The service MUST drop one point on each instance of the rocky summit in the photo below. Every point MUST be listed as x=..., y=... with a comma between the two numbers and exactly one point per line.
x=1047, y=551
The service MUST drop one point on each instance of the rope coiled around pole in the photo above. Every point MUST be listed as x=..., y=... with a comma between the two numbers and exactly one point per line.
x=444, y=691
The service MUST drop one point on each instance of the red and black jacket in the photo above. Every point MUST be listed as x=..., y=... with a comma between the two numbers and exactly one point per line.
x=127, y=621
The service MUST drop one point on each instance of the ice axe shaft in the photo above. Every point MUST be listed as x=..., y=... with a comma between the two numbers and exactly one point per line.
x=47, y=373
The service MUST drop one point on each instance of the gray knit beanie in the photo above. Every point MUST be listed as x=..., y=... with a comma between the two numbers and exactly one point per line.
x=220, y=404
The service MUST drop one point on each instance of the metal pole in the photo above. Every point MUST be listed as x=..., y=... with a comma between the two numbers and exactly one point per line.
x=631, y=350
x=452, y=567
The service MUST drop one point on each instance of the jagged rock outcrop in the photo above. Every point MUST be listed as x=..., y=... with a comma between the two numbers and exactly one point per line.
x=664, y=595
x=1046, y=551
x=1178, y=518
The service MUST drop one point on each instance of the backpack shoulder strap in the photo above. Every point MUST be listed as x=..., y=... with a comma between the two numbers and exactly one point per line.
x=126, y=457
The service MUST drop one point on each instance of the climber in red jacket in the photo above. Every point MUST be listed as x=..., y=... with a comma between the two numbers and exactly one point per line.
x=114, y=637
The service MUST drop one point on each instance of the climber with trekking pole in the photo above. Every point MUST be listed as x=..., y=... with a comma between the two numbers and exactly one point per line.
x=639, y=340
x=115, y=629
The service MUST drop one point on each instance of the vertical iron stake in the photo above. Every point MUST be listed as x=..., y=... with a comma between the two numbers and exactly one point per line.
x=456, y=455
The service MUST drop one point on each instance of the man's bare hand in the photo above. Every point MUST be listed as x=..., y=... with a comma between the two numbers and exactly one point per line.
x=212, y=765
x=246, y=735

*Exercise task*:
Retype every record above verbatim, keeping each line intact and in its original order.

*Response to the task*:
The service MUST drop one point on each instance of the rocky summit in the photo below. Every point MUST be listed as x=..., y=... with a comma between the two numbers and exactly one point per line.
x=1047, y=551
The service MUST drop one point on each instance of the rope coiled around pole in the photo above. Every point MUST be listed as x=..., y=... with a comma between the two numbers and exactly one point per line.
x=444, y=691
The service MUST drop one point on each instance of the red and black jacket in the photo above. Every point MUST be listed as x=..., y=... with a comma between the two numbers and exactly one point per line.
x=127, y=621
The service MUST drop one point on each instance of the ice axe shaft in the photo above. Every point MUST be listed as x=..., y=... with a comma between the two numbers and exactly one point per line.
x=47, y=373
The service MUST drop one point on each instance of the gray knit beanie in the photo above. Every point MUST be listed as x=..., y=... with a comma between the two numbers and exactly one point per line.
x=220, y=404
The service MUST drop one point on each instance of the metal pole in the photo above. Every point MUST be listed as x=..., y=... with a comma between the two numbers and exactly one point per line.
x=631, y=350
x=452, y=567
The service MUST drop one point on each instance of the jagged rock outcrop in the photo above. Every point MUST be listed as x=..., y=... with a comma between the two numbers and exactly one point per line.
x=664, y=595
x=1046, y=551
x=1178, y=518
The service MUST drop one point on each instance of the backpack shoulder strap in the photo above. Every point MUST be listed as x=..., y=... with a comma between the two numbers and exactly one point per line.
x=126, y=457
The service MUST drop one point on each instance of the climber in red jacket in the photo above. Every point MUST be listed as x=..., y=... with a comma between the two numbers and exactly one point per line.
x=114, y=637
The service MUST drop one point on each instance of the climber with trekking pole in the photo above. Every point MUST be listed as x=..., y=... with a comma between the two numbers and exactly one point per line.
x=639, y=340
x=115, y=629
The service MUST drop one point on each instance of the vertical iron stake in the photo above. Every point MUST be listed as x=..., y=... with a comma between the two numbers and exactly one point per line.
x=456, y=455
The service MUST drop one point on each instance of the man's bare hand in the photo above. Every point MUST be listed as x=..., y=... with a comma between the two numbers and exactly one point per line.
x=212, y=765
x=246, y=735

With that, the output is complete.